» **What you have to do**
In the passage about Carl that follows, list every length of time proposed in the closing exchange about how long the lunch break will take.

*** Opening of Source passage ***

男儿当自强

On Monday, I got to work and found a surprise next to my desk. A boy named Carl (王小磊) was sick and so he is practicing typing pin yin on the computer next to me, away from the other children. Carl did not speak a lot but he could learn just as well as any other child. He pointed to all the letters and words on his screen to me. He is a little confused sometimes about the capital letters on the keyboard and the lower case letters that he is shown on the screen. I taught Carl how to close windows and turn off the computer. It was quite a struggle because with his motor difficulties, moving the mouse to the correct place and then clicking it without screwing up can be hard. But I encouraged Carl to keep trying, and he laughed a lot at his struggles. I told him it’s okay, just try again. He was resilient and was back at it in 10 seconds, after he finally finished laughing.

Carl wrote his name for me, in English and in Chinese, and I showed him mine. Carl was ready to step things up, so we’re now looking at a word document, and he’s typing in our names in both languages. After a while, Carl asks me to help him type a song title. It was called 男儿当自强, the theme song to a classic Chinese film in 1992 titled “Once Upon a Time in China II.” The film was about a “Chinese folk hero,” and the song is about men who are strong and independent. I was so proud of Carl for wanting to find the lyrics to this song, so I helped him look up the lyrics and copy and paste it into the word document. Carl was quite a perfectionist! He asked me to center the title of the song and align the lyrics to the left. We added the lyrics to a Chinese children’s song as well. The joy on Carl’s face was frankly priceless when he was watching the printer print out the lyrics. Words that he had typed and saw on a screen, coming to life right before his eyes. Something so simple can make us so happy. Carl patiently waited ‘til the printer was done before he took the paper, staring at the lyrics.

Do you want me to play the songs for you on my computer so you can sing along? I asked. Carl eagerly nodded his head. I pulled up the heroic songs about strong boys who do good things and tried to sing along with Carl. Even though he could not articulate the words very well, he loved every moment and made sure to ask me about why the song ended when there were still more lyrics.

Of course, Carl can’t be stopped. He starts typing away again, trying to type the names of everyone in his class, group yellow. Group Yellow’s Children and Adults. With all of their official names and nick names. There were some characters that I really did not know how to pronounce, even though Carl wrote it out for me. My pin yin abilities are mediocre but Carl never gave up, trying tons of combinations of letters that could possibly sound out the character he was looking for. He would excitedly point to me when he finally cracked the code.

When lunch time came around, he asked me when I will be back from lunch. 5 minutes? He asked, showing me five fingers. I need a little more time than that to eat, little buddy! Okay 10 minutes? How about thirty? I asked. He nodded his head Okay.

*** Close of Source passage ***
*** Opening of Records ***

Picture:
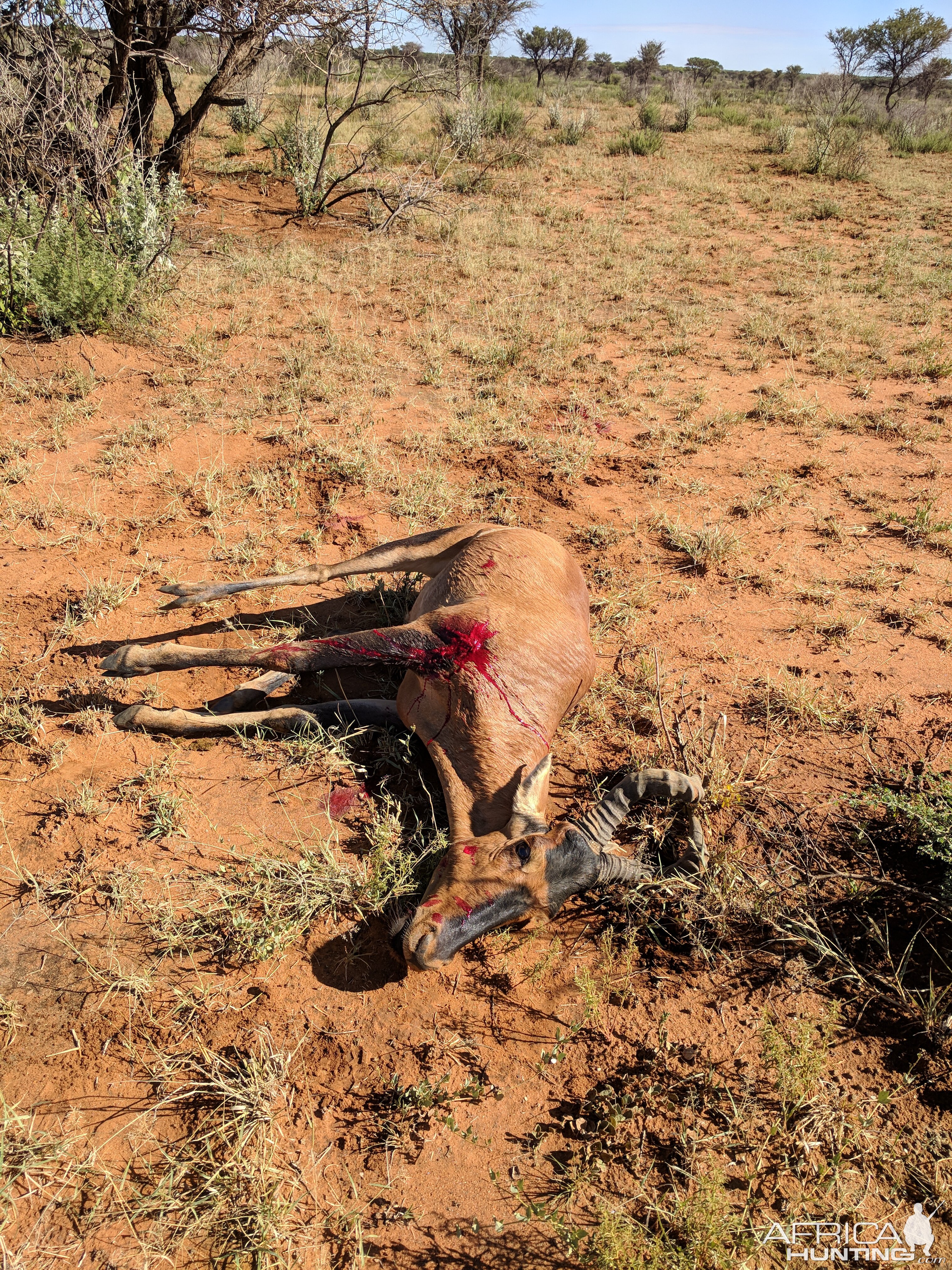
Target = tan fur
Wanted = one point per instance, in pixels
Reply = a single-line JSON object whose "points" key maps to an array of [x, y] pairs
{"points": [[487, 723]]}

*** Close of Records ***

» **Solved problem**
5 minutes, 10 minutes, thirty